▶ [Opdracht 1]:
Hoe blijkt het guesthouse in Kuta-Lombok te heten volgens het reisverslag hieronder?

Zoals gezegd is Gili Air een heerlijk plekje om te ontspannen. Mooie stranden, goede snorkelomstandigheden en goedkoop eten en drinken. Uiteindelijk hebben we toch besloten om een introductieduik + funduik te maken. In het zwembad een paar kleine oefeningen gedaan en vooral even testen of Margot geen moeite had met klaren. Gelukkig leverde dat geen problemen op en ’s middags maken we een echte duik, voor Margot de eerste. Een schorpioenvis, een lionfish, een schildpad, een blue-spotted stingray en hele grote scholen met mooi gekleurde vissen zijn het resultaat. Voor herhaling vatbaar dus.
Overigens zijn we ook nog getuige geweest van een ruzie tussen twee collega’s/vrienden. Nadat ze steeds luider tegen elkaar tekeer gaan pakt de barman een barkruk op en gaat zijn collega bijna te lijf. Gelukkig wordt alles op tijd gesust door de andere werknemers van het restaurantje. Het duurt niet lang voordat ze het nogmaals aan de stok krijgen. Nu loopt de barman de keuken in en komt hij met een mes naar buiten. Dit is wel even schrikken voor ons. De barman wordt uiteindelijk naar huis gestuurd om af te koelen en de volgende dag is er niets meer aan de hand. Wel verontschuldigen ze zich nog even bij de gasten voor deze gekkigheid.
De laatste avond overnachten we aan de andere kant van het eiland. Nog goedkoper en net zo mooi. Dit op advies van Jelle en Adriënne, die intussen zijn vertrokken naar Kuta-Lombok, waar we hebben afgesproken om weer te meeten en een beetje te chillen en te surfen. De dag erna vertrekken wij ook van dit heerlijke eiland. Met de boot en de bus gaan we naar Mataram om ons visum op te halen. Alleen even oppikken zou je zeggen, maar intussen weten we wel beter en inderdaad duurt het ophalen toch weer anderhalf uur. Na wat zoekwerk vinden we een goedkope metertaxi en om een uur of 2 ’s middags zijn we al in Kuta-Lombok. We worden afgezet in het dorpje, maar hebben een routebeschrijving gekregen van Jelle naar hun onderkomen, zodat we in ieder geval even kunnen kijken of het ook iets voor ons is. Al snel blijkt dat Jelle het goed heeft geregeld. Als we een hoek omslaan worden we al direct geroepen. Dutch friends! Dutch friends! Olivier? Olivier (de 2e naam van Jelle)? De eigenaar zit al de hele ochtend te wachten om ons ook te verwelkomen in zijn guesthouse zonder naam (achteraf blijkt het DOI te heten). We krijgen dezelfde prijs als onze Nederlandse vrienden en of we ook meteen de scooter erbij willen. Welja, waarom niet.

▶ [Aangeleverde gegevens]:
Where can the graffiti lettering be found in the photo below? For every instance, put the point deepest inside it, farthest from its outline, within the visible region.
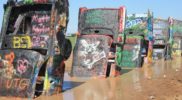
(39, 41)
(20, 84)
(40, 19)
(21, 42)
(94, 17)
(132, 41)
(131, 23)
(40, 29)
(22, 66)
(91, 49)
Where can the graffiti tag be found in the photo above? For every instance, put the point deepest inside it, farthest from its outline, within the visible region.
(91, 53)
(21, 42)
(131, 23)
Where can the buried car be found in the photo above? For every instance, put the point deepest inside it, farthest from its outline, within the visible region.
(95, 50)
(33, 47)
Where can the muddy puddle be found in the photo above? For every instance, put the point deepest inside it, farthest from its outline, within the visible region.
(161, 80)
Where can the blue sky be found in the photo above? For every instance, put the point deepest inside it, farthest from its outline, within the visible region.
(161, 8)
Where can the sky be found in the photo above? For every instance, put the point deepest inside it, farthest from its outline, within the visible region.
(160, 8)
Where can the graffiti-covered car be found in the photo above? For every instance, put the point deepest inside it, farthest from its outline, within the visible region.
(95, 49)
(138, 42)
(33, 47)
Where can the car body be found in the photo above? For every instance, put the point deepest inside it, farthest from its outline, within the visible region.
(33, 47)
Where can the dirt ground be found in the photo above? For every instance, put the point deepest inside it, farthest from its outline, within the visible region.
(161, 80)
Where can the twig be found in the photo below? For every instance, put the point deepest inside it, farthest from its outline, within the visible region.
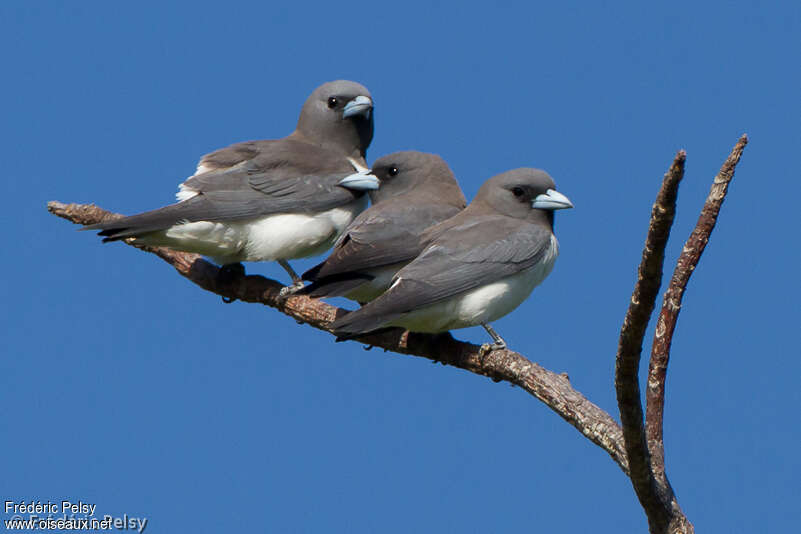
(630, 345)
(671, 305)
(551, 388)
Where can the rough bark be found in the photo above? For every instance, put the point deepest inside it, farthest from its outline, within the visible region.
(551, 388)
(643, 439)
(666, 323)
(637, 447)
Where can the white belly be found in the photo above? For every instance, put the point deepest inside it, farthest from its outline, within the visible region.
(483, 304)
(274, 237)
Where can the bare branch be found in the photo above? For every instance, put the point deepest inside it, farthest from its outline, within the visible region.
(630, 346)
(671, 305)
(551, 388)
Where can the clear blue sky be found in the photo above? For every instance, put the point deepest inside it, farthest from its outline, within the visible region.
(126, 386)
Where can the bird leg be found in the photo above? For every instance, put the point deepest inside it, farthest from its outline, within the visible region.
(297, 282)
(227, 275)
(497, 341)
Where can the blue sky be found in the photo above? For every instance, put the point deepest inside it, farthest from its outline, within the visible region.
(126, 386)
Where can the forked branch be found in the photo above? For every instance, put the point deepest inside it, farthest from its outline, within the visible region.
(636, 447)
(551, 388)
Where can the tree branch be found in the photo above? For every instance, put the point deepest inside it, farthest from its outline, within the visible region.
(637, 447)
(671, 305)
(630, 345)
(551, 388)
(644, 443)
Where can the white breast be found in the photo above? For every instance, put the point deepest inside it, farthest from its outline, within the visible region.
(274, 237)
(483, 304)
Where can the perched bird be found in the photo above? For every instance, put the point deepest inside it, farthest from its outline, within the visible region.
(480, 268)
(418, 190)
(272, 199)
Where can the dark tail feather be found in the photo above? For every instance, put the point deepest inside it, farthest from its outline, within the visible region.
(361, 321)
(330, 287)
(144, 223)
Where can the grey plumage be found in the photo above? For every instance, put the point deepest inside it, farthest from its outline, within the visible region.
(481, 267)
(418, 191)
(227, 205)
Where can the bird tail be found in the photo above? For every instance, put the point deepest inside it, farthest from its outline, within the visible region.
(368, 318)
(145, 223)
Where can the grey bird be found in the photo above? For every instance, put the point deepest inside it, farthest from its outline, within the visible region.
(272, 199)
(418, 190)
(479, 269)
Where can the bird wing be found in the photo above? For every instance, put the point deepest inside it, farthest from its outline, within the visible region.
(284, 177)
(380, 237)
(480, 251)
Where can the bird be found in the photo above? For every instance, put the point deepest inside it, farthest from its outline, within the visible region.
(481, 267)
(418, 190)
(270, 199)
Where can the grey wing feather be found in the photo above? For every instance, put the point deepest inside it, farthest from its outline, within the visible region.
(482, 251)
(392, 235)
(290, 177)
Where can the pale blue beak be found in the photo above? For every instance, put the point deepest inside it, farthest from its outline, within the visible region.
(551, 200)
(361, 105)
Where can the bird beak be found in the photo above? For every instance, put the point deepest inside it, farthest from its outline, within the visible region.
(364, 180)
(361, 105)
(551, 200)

▶ [Opdracht 2]:
Geef de rijen woordelijk weer, van de regel met "Where can the bird tail" tot en met de laatste rij.

▶ [Juiste antwoord 1]:
Het guesthouse blijkt DOI te heten.

▶ [Juiste antwoord 2]:
Where can the bird tail be found in the photo above? For every instance, put the point deepest inside it, farthest from its outline, within the visible region.
(368, 318)
(145, 223)
Where can the grey bird be found in the photo above? For every instance, put the point deepest inside it, farthest from its outline, within the visible region.
(272, 199)
(418, 190)
(479, 269)
Where can the bird wing be found in the photo above? For every instance, put the point deepest inside it, farthest from its outline, within the visible region.
(284, 177)
(380, 237)
(480, 251)
Where can the bird be found in the photo above? For every instance, put the point deepest inside it, farthest from its outline, within the visible region.
(481, 267)
(418, 190)
(270, 199)
Where can the grey wing feather be found in the photo above? For every instance, put the point deepest inside it, farthest from its outline, within the visible region.
(482, 251)
(392, 235)
(290, 177)
Where can the pale blue beak be found in the photo above? For every instance, put the point deepest inside it, farthest from its outline, within the visible region.
(551, 200)
(361, 105)
Where can the bird beak be found in the photo above? For every instance, put the point deepest inside it, farthest from its outline, within the visible region.
(364, 180)
(361, 105)
(551, 200)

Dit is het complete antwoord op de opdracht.